### Exercise brief
Recast the data below as a Markdown table with the columns Row and Line, putting a row number beside each line and leaving out any blank lines. Start at the line containing "In this exercise you will indicate the shoulder-length" and stop after the line containing "[(306, 85)]".

[Coordinate labeling data]
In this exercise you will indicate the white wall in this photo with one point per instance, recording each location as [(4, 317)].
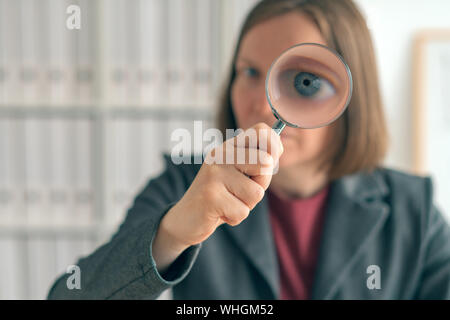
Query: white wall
[(394, 24)]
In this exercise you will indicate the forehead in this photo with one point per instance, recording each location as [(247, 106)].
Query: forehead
[(267, 40)]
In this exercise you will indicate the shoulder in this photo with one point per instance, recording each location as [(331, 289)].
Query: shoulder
[(405, 187), (406, 195), (409, 198)]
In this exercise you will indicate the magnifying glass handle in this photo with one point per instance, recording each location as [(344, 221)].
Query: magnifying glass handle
[(278, 126)]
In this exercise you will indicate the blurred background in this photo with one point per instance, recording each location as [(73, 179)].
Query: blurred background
[(85, 114)]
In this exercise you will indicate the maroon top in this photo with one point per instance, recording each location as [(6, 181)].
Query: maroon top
[(296, 226)]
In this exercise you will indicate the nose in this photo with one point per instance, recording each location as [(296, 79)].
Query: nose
[(260, 103)]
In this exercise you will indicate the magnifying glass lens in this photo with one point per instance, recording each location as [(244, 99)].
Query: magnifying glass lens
[(308, 86)]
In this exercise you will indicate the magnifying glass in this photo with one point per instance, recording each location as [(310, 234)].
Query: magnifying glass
[(308, 86)]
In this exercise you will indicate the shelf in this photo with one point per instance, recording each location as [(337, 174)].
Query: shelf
[(164, 112)]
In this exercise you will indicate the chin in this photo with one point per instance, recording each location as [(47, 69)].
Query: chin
[(289, 161)]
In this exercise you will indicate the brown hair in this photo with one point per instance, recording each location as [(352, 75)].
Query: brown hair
[(361, 133)]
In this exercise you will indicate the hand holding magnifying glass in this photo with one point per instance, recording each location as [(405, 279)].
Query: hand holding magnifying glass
[(308, 86)]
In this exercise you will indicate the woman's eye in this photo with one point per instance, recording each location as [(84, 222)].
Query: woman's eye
[(251, 72), (307, 85)]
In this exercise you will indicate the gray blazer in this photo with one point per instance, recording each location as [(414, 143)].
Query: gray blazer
[(385, 218)]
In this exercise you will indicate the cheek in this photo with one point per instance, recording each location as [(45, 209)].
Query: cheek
[(308, 145), (241, 103)]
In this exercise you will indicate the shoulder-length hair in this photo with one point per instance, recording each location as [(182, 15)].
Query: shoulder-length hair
[(361, 134)]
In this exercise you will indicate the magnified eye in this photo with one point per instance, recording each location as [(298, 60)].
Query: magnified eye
[(306, 85)]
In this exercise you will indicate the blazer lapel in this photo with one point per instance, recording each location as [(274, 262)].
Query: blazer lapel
[(254, 237), (355, 212)]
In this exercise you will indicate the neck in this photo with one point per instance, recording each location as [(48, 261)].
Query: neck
[(298, 182)]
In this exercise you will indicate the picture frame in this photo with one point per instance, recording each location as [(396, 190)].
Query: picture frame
[(431, 111)]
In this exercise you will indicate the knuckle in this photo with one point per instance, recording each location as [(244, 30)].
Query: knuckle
[(258, 192)]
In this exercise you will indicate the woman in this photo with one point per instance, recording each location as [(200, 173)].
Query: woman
[(330, 224)]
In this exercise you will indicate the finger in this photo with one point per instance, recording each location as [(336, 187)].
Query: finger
[(262, 137), (232, 210), (244, 188)]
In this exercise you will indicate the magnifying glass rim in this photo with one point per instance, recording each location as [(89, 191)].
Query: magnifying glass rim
[(350, 79)]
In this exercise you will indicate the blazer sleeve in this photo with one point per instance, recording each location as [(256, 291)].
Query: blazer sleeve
[(435, 278), (124, 267)]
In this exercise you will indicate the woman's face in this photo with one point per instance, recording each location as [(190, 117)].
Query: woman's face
[(259, 48)]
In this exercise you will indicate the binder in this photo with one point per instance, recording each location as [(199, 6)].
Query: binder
[(153, 46), (121, 159), (117, 74), (205, 18), (32, 73), (152, 159), (62, 71), (41, 265), (37, 170), (180, 48), (84, 39), (10, 20), (11, 274), (6, 174), (62, 158), (83, 171)]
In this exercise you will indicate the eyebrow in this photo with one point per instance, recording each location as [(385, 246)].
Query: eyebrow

### Task solution
| Row | Line |
|---|---|
| 1 | In this exercise you will indicate the shoulder-length hair in this photo with one point per instance, recording each location as [(182, 15)]. |
| 2 | Query: shoulder-length hair |
| 3 | [(361, 134)] |
| 4 | In this exercise you will indicate the magnified eye in this photo with one point per instance, recording each location as [(298, 60)]. |
| 5 | Query: magnified eye |
| 6 | [(306, 85)] |